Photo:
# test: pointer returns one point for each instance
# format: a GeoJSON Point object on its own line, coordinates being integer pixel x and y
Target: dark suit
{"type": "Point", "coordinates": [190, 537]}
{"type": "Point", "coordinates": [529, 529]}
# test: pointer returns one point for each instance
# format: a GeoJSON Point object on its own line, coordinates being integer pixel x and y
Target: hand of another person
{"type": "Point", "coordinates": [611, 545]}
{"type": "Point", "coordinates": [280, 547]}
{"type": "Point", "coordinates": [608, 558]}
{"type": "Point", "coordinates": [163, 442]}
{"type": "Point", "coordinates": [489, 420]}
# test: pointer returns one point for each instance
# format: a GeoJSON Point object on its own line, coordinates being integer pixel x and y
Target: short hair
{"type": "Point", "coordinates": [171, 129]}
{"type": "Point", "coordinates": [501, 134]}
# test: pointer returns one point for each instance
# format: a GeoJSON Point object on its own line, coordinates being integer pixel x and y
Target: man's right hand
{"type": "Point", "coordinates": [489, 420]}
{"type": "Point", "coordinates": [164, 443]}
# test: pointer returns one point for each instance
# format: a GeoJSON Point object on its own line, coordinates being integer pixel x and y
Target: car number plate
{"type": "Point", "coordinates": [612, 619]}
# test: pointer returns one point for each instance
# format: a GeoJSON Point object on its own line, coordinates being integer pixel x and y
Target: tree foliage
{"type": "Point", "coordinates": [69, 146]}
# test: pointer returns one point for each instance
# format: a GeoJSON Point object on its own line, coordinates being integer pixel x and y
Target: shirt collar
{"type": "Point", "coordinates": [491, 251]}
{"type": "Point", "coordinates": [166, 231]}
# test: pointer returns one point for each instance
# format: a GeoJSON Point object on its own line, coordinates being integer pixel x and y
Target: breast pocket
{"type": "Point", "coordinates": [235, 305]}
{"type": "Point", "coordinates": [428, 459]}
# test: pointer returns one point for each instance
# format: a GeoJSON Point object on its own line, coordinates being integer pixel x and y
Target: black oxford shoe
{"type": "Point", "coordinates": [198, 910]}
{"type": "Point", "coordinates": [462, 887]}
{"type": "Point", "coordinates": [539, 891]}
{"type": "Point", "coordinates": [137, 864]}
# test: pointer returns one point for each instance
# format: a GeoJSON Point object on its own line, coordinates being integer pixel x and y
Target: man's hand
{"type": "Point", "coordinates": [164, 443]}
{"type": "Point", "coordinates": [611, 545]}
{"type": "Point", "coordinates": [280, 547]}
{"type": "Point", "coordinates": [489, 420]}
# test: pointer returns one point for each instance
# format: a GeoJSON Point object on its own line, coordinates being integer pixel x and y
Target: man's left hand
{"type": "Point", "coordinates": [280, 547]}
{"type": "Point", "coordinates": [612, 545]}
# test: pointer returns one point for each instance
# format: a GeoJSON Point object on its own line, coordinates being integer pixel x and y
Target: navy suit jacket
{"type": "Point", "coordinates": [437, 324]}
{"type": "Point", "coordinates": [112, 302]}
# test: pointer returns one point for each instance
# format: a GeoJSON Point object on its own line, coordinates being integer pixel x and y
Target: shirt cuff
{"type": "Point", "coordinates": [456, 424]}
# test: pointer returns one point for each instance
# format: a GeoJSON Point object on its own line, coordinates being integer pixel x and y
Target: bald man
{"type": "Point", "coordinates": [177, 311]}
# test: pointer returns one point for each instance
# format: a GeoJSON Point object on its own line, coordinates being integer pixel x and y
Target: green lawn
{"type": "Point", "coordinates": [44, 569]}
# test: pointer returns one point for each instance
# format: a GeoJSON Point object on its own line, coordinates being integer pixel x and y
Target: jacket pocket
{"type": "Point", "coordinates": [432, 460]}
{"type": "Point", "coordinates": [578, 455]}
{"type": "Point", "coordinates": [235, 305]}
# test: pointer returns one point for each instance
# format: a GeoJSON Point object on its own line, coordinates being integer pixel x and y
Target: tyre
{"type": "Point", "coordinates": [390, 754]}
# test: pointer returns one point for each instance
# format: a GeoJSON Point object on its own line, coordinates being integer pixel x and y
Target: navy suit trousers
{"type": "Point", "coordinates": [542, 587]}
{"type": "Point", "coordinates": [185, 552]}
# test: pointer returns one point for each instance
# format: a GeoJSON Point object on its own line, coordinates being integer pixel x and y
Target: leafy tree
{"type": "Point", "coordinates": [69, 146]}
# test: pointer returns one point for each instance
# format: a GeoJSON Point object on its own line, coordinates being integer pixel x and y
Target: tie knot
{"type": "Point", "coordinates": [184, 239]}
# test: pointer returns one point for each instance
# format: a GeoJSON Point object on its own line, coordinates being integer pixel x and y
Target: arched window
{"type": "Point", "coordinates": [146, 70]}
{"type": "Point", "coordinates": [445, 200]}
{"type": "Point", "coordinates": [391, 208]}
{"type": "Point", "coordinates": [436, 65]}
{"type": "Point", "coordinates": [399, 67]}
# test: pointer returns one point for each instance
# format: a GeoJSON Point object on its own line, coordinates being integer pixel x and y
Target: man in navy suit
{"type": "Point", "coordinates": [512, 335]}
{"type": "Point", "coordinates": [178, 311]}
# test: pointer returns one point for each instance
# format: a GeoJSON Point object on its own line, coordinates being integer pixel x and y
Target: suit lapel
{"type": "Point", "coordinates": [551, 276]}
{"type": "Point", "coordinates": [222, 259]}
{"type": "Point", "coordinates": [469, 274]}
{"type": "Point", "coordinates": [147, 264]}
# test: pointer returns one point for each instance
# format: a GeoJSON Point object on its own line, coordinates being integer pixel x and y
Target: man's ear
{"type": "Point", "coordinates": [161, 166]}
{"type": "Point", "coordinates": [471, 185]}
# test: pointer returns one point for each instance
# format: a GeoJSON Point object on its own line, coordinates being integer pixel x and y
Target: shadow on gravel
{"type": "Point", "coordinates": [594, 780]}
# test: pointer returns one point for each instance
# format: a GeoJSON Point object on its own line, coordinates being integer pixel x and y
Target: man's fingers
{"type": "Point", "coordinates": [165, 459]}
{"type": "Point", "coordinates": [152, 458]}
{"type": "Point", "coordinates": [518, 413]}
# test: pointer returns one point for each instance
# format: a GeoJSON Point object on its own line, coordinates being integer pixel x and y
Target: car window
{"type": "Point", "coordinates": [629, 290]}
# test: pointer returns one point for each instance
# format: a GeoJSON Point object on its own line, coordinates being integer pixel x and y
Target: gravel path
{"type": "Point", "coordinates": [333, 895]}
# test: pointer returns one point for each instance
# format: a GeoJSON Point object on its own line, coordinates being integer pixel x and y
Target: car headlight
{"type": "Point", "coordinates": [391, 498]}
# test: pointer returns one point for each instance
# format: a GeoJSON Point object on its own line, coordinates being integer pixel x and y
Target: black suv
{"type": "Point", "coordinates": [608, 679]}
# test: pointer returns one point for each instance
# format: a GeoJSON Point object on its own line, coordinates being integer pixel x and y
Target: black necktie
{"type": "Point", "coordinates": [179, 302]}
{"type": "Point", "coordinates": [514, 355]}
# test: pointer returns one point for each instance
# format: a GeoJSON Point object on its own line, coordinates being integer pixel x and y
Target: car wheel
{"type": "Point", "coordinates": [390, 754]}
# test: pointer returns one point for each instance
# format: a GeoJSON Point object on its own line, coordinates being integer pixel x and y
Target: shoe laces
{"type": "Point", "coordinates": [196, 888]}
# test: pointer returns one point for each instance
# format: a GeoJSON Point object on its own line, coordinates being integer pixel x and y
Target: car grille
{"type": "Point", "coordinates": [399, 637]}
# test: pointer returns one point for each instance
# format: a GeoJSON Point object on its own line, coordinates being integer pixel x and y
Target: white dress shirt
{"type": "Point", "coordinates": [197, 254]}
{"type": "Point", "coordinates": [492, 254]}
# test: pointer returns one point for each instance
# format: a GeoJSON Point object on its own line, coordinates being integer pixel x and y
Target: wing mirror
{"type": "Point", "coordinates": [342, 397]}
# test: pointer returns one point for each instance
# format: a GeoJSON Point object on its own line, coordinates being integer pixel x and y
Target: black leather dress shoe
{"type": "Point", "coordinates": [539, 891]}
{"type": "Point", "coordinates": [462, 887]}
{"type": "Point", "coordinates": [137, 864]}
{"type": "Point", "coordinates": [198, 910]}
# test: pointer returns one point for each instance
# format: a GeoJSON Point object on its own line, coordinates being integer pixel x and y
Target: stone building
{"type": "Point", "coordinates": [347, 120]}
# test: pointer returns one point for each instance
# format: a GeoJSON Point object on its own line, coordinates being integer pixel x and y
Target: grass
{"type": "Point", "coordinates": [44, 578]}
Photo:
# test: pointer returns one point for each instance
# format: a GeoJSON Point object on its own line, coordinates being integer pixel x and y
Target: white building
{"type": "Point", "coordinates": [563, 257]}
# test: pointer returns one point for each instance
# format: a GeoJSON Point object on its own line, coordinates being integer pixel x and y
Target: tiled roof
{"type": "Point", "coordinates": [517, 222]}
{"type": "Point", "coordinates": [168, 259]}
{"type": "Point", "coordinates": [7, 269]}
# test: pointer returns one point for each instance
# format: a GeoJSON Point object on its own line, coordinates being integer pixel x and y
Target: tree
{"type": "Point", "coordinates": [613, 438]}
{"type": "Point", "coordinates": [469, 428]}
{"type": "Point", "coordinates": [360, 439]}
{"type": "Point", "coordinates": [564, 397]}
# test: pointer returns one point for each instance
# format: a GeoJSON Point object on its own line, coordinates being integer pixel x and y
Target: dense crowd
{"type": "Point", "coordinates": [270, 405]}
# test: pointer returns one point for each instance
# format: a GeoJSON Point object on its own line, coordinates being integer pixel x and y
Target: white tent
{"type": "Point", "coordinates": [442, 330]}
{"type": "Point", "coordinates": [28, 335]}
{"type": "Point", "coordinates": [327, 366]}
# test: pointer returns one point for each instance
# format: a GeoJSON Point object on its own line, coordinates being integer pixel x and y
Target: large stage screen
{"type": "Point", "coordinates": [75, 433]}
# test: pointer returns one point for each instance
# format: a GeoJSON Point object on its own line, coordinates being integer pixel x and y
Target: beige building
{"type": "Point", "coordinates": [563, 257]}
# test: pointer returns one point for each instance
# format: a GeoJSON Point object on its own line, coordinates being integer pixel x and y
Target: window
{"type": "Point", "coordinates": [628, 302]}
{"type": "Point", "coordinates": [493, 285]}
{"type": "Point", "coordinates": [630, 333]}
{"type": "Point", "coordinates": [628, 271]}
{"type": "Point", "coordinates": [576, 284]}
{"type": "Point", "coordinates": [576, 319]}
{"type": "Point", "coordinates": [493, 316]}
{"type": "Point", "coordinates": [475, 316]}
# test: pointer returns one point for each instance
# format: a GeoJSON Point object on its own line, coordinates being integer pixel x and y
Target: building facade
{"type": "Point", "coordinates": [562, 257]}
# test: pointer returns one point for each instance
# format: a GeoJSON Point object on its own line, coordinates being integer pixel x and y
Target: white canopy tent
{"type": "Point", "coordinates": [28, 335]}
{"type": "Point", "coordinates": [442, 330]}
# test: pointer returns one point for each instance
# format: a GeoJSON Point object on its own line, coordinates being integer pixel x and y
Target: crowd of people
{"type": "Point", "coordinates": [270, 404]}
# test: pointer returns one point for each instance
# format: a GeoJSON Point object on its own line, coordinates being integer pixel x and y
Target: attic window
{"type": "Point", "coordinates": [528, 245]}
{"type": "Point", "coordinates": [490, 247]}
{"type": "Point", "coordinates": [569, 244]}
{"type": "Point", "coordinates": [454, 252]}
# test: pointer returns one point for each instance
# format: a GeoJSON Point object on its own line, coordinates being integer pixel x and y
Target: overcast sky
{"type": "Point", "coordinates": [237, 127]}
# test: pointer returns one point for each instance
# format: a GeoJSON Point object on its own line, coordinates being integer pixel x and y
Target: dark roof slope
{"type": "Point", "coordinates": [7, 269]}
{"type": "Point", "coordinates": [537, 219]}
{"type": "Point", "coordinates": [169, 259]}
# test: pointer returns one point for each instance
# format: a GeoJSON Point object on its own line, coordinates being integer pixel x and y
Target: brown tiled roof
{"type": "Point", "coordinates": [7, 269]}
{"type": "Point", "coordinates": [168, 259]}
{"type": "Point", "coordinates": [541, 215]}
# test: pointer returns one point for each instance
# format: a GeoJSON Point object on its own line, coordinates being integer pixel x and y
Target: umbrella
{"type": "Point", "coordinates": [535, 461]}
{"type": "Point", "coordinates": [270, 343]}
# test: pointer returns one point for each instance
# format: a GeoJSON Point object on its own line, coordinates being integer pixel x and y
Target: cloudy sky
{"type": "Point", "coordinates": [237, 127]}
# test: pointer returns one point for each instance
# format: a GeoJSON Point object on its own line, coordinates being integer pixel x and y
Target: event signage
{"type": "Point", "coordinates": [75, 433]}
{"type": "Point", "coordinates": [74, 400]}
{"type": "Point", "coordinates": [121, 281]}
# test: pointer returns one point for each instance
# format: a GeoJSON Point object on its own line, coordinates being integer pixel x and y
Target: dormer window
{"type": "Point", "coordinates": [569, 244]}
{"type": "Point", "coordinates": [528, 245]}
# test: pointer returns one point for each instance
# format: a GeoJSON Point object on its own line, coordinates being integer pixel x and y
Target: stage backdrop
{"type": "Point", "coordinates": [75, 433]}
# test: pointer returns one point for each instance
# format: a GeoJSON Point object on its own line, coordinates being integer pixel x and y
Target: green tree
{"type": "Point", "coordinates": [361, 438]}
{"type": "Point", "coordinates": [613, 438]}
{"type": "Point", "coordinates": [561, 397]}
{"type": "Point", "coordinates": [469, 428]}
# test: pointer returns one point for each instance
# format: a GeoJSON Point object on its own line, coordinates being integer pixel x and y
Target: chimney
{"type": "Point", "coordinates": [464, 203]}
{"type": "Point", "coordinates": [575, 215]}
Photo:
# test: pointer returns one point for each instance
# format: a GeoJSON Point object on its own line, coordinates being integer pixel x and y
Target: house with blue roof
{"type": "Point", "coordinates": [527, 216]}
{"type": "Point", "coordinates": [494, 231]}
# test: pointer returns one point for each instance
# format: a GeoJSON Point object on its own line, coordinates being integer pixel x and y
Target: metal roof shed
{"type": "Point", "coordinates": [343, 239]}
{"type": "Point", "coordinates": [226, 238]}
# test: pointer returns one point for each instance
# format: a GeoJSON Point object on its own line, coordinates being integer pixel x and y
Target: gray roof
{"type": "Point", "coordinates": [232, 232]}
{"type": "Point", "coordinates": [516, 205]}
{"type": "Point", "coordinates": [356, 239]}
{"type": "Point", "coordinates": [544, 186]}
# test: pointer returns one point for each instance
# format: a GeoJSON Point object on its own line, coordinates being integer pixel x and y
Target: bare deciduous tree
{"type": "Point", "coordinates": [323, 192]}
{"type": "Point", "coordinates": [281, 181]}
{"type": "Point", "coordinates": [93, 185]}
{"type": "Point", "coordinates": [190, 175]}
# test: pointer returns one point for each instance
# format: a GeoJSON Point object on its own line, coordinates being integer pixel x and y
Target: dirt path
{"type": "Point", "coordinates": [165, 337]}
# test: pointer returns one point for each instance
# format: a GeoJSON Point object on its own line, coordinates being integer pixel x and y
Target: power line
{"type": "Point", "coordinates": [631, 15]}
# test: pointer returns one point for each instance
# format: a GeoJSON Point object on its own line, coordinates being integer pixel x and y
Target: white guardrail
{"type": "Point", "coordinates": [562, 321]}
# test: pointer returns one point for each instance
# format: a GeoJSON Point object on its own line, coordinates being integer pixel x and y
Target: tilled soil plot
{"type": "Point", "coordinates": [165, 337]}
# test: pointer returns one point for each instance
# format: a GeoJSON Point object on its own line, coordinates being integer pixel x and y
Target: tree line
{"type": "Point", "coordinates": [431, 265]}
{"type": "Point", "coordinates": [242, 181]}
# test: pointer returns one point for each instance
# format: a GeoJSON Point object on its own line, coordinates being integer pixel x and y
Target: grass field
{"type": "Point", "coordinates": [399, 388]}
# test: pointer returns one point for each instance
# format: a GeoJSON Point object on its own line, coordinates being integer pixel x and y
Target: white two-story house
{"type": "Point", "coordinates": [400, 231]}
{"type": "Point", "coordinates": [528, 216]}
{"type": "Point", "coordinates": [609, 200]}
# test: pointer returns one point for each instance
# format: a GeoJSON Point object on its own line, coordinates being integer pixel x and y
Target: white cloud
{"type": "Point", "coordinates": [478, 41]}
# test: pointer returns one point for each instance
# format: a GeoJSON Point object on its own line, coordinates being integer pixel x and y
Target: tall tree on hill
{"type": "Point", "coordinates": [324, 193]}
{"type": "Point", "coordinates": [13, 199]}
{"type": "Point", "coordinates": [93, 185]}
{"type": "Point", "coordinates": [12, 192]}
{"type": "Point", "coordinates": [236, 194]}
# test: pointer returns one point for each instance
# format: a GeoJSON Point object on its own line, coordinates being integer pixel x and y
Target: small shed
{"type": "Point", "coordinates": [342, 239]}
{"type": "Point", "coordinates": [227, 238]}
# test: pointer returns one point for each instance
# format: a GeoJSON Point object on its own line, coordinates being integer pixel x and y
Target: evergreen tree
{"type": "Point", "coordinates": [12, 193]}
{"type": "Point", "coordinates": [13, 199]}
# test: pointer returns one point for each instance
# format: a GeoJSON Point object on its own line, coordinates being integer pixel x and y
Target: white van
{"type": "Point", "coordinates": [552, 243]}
***
▶ Consigne:
Repérez, dans les entrées ci-dessus, chaque ligne où figure le mot « tree » et recopiez-la.

▶ Résultat de l'exercice:
Target: tree foliage
Target: leafy tree
Target: tree
Target: green tree
Target: bare deciduous tree
Target: tree line
Target: tall tree on hill
Target: evergreen tree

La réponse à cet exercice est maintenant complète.